* **EXTRACTO PROPORCIONADO**:
━━━━━━━━━━━━━━━━━━━━

Ella, de todas formas, guardaba cierto optimismo. Quería subir a quitar las cenizas del tejado y sacar algunas cosas más. Su casa terrera es la que protagoniza la famosa imagen del prestigioso fotógrafo Emilio Morenatti, de The Associated Press, en la que se ve lo que queda del segundo piso de una vivienda cubierta hasta arriba de polvo volcánico. Esa instantánea ha sido elegida como imagen del año para la revista norteamericana Time. A Amanda no le ha sentado nada bien. “Yo las fotos solo se las he pedido a I Love The World [empresa canaria que ha estado volando drones desde el comienzo de la erupción atendiendo las demandas vecinales]. Ganar un premio por la desgracia de los demás… Puede ser bonito y todo lo que tú quieras, pero es una desgracia”.
Hace unas semanas, Pablo, natural de La Laguna, otro de los barrios afectados, contó a este periódico que el mismo día en que había estallado el volcán había organizado una comida de inauguración por su nuevo domicilio. El caso de Amanda es similar. Relata que dos meses antes del fatídico 19 de septiembre, fecha en la que comenzó la pesadilla, acababa de terminar de remodelar el inmueble en el que iba a afincarse, con casi total seguridad, el resto de su vida. Allí estaba desde hacía siete años, cuando todavía era una “bodega, con una habitación, una cocina pequeña y un baño”. Cuando se marchó con lo puesto (apenas le dio tiempo a llenar el coche y sacar la minicuna de su bebé) por el estallido en la montaña de Cabeza de Vaca, la había dejado como ella quería. “Pedimos un préstamo y le pusimos todo nuevo. La cristalera, que es grande y está en la parte alta. La cocina la había hecho a mi gusto. La tele de 68 pulgadas la compramos tres semanas antes… Yo ya me había dicho a mi misma: tengo la casa hecha, ahora me dedico a trabajar, a los niños y de vez en cuando algún caprichito”, lamenta.

━━━━━━━━━━━━━━━━━━━━

* **DATOS PROPORCIONADOS**:

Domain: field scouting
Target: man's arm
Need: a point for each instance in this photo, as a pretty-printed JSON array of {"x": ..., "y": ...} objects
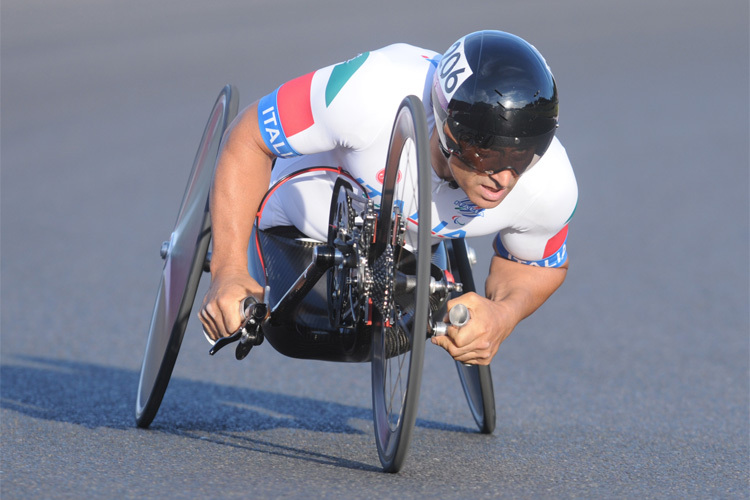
[
  {"x": 243, "y": 173},
  {"x": 514, "y": 291}
]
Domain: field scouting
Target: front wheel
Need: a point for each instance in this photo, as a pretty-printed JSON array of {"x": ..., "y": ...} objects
[
  {"x": 476, "y": 380},
  {"x": 184, "y": 255},
  {"x": 401, "y": 254}
]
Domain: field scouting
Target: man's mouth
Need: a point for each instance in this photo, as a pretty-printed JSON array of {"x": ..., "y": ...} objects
[{"x": 492, "y": 193}]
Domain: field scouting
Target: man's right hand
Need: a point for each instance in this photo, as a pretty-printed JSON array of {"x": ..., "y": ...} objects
[{"x": 221, "y": 313}]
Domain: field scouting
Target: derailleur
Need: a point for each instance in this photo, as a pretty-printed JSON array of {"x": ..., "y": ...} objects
[{"x": 250, "y": 333}]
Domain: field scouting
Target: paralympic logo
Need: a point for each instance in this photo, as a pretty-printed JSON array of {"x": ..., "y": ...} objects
[
  {"x": 466, "y": 208},
  {"x": 381, "y": 176}
]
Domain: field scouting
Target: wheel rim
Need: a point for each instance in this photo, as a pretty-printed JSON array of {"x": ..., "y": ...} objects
[
  {"x": 399, "y": 327},
  {"x": 184, "y": 258}
]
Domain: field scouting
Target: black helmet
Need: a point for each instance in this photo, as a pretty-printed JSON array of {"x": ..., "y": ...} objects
[{"x": 494, "y": 90}]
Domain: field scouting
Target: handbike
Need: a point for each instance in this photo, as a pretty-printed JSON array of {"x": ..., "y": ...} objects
[{"x": 382, "y": 297}]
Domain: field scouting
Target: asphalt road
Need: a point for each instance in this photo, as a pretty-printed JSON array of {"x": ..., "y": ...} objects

━━━━━━━━━━━━━━━━━━━━

* **PROBLEMA A RESOLVER**:
Responde según el extracto sobre la casa de Amanda:
(a) ¿Qué revista eligió como imagen del año la fotografía de Emilio Morenatti?
(b) ¿Cuántos años llevaba Amanda viviendo en ese inmueble?
(c) ¿Qué fecha se señala como el comienzo de la pesadilla?

* **ESPACIO DE RESPUESTA**:
(a) La revista norteamericana Time.
(b) Siete años.
(c) El 19 de septiembre.